- Location in Hamilton County and the state of Ohio
- Coordinates: 39°10′04″N 84°42′55″W﻿ / ﻿39.16778°N 84.71528°W
- Country: United States
- State: Ohio
- County: Hamilton

Area
- • Total: 3.84 sq mi (9.94 km^{2})
- • Land: 3.84 sq mi (9.94 km^{2})
- • Water: 0 sq mi (0.00 km^{2})
- Elevation: 784 ft (239 m)

Population (2020)
- • Total: 5,166
- • Density: 1,346.0/sq mi (519.68/km^{2})
- Time zone: UTC-5 (Eastern (EST))
- • Summer (DST): UTC-4 (EDT)
- FIPS code: 39-49420
- GNIS feature ID: 2585513

= Miami Heights, Ohio =

Miami Heights is a census-designated place (CDP) in Miami Township, Hamilton County, Ohio, United States. The population was 5,166 at the 2020 census.

==Geography==
Miami Heights is located 14 mi northwest of downtown Cincinnati. Ohio State Route 264 (Bridgetown Road) is the main road through the community, running east into Mack and Bridgetown and west into Cleves. Its neighbors are Grandview to the north, Mack to the east and south, North Bend to the southwest, and Cleves to the west.

According to the United States Census Bureau, the CDP has a total area of 9.1 km2, all land.

==Demographics==
As of the census of 2020, there were 5,166 people living in the CDP, for a population density of 1,346.01 people per square mile (519.68/km^{2}). There were 1,906 housing units. The racial makeup of the CDP was 94.9% White, 0.8% Black or African American, 0.1% Native American, 0.7% Asian, 0.0% Pacific Islander, 0.2% from some other race, and 3.2% from two or more races. 0.7% of the population were Hispanic or Latino of any race.

There were 1,828 households, out of which 26.9% had children under the age of 18 living with them, 67.6% were married couples living together, 11.6% had a male householder with no spouse present, and 16.3% had a female householder with no spouse present. 20.5% of all households were made up of individuals, and 12.2% were someone living alone who was 65 years of age or older. The average household size was 2.57, and the average family size was 3.02.

******************************

* **Action item**: Can you quote the Miami Heights article from "- FIPS code: 39-49420" up to and including "the 2020 census."?

******************************

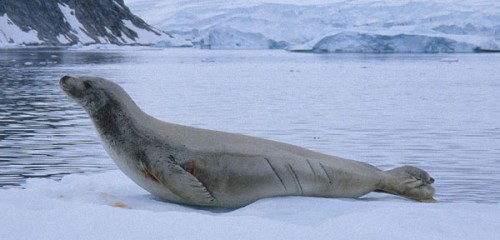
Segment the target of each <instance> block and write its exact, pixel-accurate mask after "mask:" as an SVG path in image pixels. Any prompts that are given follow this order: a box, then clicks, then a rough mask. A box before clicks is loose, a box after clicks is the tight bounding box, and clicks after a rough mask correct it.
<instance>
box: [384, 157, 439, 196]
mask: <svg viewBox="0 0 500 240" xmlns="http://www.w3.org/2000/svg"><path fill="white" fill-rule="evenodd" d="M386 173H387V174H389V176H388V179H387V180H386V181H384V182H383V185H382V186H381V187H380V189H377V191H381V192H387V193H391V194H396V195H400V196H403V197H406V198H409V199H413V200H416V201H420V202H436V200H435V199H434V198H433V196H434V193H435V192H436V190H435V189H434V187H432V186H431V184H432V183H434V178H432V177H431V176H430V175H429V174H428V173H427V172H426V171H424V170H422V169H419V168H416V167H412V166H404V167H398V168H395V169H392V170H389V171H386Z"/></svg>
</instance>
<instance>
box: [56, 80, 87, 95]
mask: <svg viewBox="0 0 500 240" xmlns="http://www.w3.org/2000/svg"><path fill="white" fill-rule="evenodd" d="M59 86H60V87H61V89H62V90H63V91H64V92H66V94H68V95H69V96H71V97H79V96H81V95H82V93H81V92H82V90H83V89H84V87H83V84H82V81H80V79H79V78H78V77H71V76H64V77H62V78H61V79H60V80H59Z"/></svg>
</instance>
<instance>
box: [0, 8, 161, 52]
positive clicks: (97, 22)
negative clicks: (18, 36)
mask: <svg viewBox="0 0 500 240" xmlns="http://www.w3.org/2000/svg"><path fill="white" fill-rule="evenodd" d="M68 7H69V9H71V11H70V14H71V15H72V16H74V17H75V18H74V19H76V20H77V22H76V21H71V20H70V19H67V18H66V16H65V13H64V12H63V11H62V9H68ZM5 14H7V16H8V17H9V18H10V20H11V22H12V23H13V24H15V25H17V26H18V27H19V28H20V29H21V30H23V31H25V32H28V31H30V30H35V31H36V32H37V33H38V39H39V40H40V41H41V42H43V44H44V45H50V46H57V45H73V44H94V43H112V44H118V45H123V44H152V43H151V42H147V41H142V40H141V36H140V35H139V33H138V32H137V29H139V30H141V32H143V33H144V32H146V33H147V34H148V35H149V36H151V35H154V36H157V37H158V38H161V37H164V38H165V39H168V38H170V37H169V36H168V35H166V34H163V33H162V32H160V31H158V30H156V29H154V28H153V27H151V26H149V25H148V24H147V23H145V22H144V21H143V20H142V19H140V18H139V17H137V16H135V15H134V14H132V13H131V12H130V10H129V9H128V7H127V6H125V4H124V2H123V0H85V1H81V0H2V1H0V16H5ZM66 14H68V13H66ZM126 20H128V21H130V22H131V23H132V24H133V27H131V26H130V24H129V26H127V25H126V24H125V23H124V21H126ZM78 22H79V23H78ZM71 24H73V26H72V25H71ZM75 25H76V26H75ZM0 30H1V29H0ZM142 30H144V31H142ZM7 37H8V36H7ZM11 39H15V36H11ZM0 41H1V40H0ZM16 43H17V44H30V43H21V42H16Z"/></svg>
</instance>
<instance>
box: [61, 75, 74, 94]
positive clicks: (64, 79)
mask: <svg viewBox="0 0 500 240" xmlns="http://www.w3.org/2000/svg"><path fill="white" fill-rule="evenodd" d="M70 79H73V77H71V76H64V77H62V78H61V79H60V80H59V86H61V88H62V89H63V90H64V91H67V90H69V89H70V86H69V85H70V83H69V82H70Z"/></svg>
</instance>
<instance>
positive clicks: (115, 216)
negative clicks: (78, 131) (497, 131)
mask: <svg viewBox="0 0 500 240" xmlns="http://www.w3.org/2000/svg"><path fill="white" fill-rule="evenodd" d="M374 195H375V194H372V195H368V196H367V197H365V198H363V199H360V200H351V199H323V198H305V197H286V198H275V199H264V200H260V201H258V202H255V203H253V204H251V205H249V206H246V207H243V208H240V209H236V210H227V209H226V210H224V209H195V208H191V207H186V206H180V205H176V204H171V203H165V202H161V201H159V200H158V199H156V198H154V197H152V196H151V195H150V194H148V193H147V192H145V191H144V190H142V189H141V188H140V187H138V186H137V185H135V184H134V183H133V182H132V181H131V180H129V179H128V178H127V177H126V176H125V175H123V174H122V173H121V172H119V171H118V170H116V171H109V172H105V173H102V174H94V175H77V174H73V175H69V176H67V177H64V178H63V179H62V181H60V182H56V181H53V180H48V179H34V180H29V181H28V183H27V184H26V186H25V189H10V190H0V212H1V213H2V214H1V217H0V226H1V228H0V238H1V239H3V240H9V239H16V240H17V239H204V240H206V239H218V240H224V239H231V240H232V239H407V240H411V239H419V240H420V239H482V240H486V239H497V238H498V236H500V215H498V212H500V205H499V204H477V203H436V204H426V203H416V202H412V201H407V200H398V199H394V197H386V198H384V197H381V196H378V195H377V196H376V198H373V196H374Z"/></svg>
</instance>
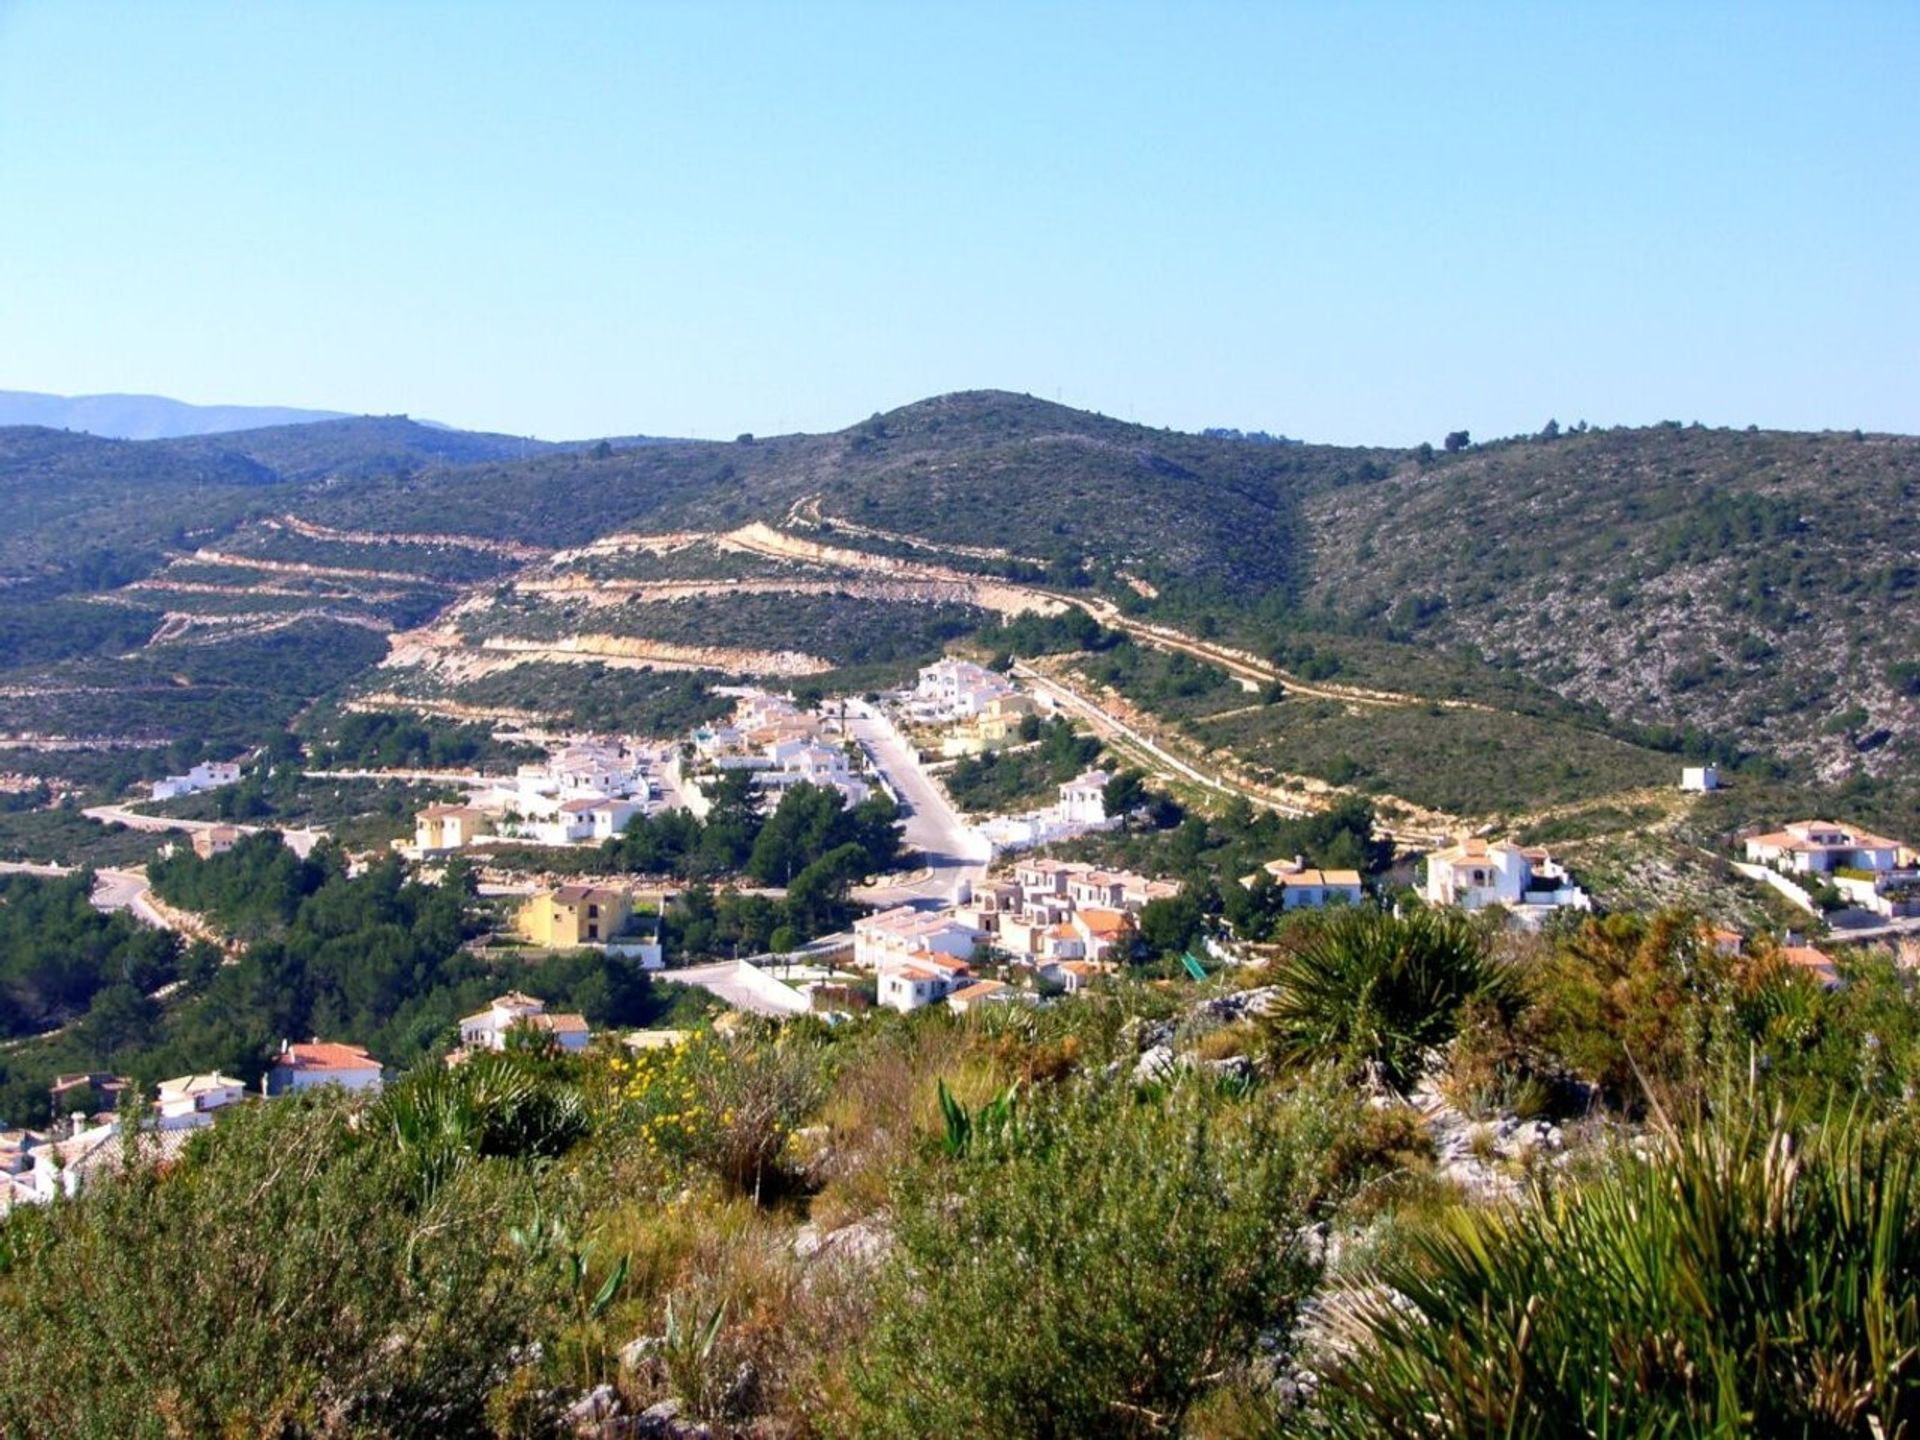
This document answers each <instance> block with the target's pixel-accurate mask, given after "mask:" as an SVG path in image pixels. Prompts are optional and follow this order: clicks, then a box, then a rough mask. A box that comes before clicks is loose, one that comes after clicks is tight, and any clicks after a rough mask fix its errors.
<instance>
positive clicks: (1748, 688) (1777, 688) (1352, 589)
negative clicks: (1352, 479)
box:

******************************

* **Exercise solution**:
- FIPS code: 39-49420
- GNIS feature ID: 2585513

= Miami Heights, Ohio =

Miami Heights is a census-designated place (CDP) in Miami Township, Hamilton County, Ohio, United States. The population was 5,166 at the 2020 census.